*Task instructions*. Your task is to repeat all of the material exactly.

*Records shown*.
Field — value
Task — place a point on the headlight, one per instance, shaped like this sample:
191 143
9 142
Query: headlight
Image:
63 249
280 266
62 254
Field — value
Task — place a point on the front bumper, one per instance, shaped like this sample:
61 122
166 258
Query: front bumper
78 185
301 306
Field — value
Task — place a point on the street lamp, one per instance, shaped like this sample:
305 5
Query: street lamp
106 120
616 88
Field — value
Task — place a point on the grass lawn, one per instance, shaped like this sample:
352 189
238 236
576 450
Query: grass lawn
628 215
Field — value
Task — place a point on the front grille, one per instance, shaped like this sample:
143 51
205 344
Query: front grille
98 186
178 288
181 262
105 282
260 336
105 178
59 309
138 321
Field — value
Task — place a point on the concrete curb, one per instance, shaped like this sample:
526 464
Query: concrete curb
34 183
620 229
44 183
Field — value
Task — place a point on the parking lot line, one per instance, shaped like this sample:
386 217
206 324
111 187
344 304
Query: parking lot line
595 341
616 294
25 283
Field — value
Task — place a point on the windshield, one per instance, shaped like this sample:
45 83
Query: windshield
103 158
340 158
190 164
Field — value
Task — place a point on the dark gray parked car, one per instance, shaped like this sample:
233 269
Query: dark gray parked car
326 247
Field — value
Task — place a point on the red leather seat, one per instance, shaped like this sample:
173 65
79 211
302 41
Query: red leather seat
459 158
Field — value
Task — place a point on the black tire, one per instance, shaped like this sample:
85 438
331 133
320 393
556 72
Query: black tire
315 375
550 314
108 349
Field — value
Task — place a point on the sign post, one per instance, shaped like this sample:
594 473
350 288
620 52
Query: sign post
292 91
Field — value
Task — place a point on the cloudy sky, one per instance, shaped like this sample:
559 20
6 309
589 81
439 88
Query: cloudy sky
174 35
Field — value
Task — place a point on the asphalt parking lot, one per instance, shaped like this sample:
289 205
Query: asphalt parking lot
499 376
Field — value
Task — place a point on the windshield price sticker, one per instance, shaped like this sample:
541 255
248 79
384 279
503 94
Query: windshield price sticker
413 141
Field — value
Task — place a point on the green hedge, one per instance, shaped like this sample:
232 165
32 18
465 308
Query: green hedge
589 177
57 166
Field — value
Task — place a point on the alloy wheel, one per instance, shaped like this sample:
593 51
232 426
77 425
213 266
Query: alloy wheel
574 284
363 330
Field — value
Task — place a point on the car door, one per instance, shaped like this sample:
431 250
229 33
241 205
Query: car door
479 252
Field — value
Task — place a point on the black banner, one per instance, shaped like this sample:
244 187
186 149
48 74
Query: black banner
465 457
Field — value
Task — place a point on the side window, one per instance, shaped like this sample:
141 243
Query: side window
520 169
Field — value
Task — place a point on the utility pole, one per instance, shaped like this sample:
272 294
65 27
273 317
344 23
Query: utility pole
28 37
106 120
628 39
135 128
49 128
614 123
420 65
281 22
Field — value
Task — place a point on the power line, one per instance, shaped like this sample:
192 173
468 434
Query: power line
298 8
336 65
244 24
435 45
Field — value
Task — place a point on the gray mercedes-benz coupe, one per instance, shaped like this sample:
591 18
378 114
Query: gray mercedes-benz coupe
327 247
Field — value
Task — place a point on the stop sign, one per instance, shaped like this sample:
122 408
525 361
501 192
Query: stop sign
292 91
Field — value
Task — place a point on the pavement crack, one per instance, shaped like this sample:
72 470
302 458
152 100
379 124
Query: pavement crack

*Task solution*.
Field — value
Task — place a point on the headlight, one per instance, shaped like this sample:
191 143
9 142
Query: headlight
Image:
63 249
280 266
62 254
Field — value
Task — place a point on the front bumper, one per instance, shaped like this sample:
61 122
166 258
Query: front bumper
78 185
301 306
Field — value
Task — place a point on the street lamp, one per instance, shaped like this sample:
305 5
Query: street lamp
106 120
616 88
Field — value
Task — place a point on the grass lawn, one per instance, shaped like this sample:
352 189
238 236
576 450
Query: grass lawn
628 215
Field — value
Task — place a point on the front grille, one per instance, shaped like this sample:
143 51
205 344
Query: front grille
98 186
178 288
181 262
105 282
260 336
105 178
59 309
138 321
Field — value
Task — place a point on the concrete curb, one per instance, shaped like this sample:
526 464
Query: concrete curb
34 183
620 229
44 183
Field — value
Task — place a point on the parking lot line, one per instance, shaped like this sample:
386 217
206 324
111 187
344 304
Query: parking lot line
595 341
616 294
25 283
Field — value
Task — place a point on the windshield, one per instance, shaped like this sample:
45 83
Query: windshield
103 158
340 158
190 164
Field — value
Task — place a point on the dark gray parked car, one per instance, shaped like this sample:
233 269
Query: dark gray parked car
326 247
Field — value
Task — place a point on the red leather seat, one per instance, shaped like this sample:
173 65
79 211
302 41
Query: red leather seat
459 158
Field — value
Task — place a point on the black tire, one per instance, shaped like this sample:
85 438
331 133
320 393
556 72
Query: black tire
315 375
550 314
108 349
Field — value
Task — place a point on the sign post, one per instance, shaped like this sample:
594 473
350 288
620 52
Query: sign post
292 91
Field — value
Task — place a point on the cloudy sky, one per instance, shaped like this sample:
559 20
6 309
589 81
439 88
Query: cloudy sky
174 35
Field — value
Task — place a point on the asphalt parking lot, one per instance, shaped like this sample:
289 205
Query: asphalt parking lot
499 376
Field — value
Task — place a point on the windshield price sticker, one per instance, shaped like this sample:
541 255
248 79
384 279
503 94
Query: windshield price sticker
413 141
Field — value
Task — place a point on the green hedge, one per instance, shaped like this sample:
232 165
32 18
465 308
Query: green hedge
589 177
57 166
Field — value
Task — place a point on the alloy wheel, one per instance, shaped like this sample:
593 51
232 426
77 425
213 266
Query: alloy wheel
574 284
363 330
Field — value
Task — place a point on the car door, one per instance, shaped like this sample:
431 250
229 33
241 205
Query: car door
479 252
Field — value
Task — place a point on the black banner, one per instance, shaped like this sample:
244 187
186 149
48 74
Query: black banner
465 457
Field — value
Task — place a point on the side window, one per instance, shaped like this sample:
141 243
Query: side window
520 169
Field — value
Task — place a point on the utility pole, one per instance, shaped like this sample:
272 294
65 27
273 317
344 23
Query: utility pole
28 37
106 120
628 39
135 128
49 128
614 123
420 65
281 22
Field — value
Task — place a point on the power line, one per instance, shaped like this sample:
192 173
468 434
Query: power line
298 8
336 65
244 24
435 45
Field — value
Task — place a point on the gray mercedes-benz coupe, one per instance, shaped like this sample:
591 18
378 114
Query: gray mercedes-benz coupe
327 247
Field — value
Task — place a point on the stop sign, one per instance, shaped like this sample:
122 408
525 361
501 192
Query: stop sign
292 91
Field — value
Task — place a point on the pavement crack, one per instance, shaped like this sample:
72 470
302 458
152 100
379 124
Query: pavement crack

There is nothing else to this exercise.